AVAILABLE DATA ->
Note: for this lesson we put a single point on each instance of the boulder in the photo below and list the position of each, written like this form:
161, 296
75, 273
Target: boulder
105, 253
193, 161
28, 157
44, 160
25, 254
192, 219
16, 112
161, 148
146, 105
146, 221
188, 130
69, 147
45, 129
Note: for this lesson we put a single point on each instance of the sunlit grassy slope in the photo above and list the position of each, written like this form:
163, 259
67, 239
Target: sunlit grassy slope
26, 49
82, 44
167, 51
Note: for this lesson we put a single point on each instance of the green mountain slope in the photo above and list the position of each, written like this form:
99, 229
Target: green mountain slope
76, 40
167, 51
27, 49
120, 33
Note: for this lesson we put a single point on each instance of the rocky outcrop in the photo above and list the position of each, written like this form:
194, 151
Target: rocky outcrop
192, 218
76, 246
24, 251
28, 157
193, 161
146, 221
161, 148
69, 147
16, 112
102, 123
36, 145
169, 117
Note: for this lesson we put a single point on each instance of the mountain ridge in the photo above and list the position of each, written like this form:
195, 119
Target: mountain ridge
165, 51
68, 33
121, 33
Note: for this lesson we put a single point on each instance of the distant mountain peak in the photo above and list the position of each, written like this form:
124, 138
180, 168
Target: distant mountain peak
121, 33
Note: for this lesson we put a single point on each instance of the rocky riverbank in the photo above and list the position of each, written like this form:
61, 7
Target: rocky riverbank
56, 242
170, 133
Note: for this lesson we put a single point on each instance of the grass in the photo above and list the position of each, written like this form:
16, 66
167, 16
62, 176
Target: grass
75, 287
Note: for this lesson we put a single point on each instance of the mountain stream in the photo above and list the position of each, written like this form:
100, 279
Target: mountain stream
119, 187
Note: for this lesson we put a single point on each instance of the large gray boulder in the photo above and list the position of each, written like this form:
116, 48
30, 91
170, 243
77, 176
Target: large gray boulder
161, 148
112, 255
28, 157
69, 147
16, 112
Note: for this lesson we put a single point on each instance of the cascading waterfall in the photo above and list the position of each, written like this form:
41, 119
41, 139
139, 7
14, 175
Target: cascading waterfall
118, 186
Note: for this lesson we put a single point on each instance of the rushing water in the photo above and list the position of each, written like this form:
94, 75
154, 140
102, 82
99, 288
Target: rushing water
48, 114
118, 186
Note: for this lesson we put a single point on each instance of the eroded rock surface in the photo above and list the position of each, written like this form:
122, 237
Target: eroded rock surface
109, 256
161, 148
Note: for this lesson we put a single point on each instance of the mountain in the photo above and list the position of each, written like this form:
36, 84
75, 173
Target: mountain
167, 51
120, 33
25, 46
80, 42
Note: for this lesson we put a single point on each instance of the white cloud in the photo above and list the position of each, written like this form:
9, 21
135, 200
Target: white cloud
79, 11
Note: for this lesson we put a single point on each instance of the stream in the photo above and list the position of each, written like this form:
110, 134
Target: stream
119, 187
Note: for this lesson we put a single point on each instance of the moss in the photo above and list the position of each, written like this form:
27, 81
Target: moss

ASSIGNMENT ->
Going through the listing above, copy out every line that has the string "moss".

WRITTEN ANSWER ->
Note: for this lesson we put a single point on each instance of the moss in the photo above and list the position of each, written like this form:
Target: moss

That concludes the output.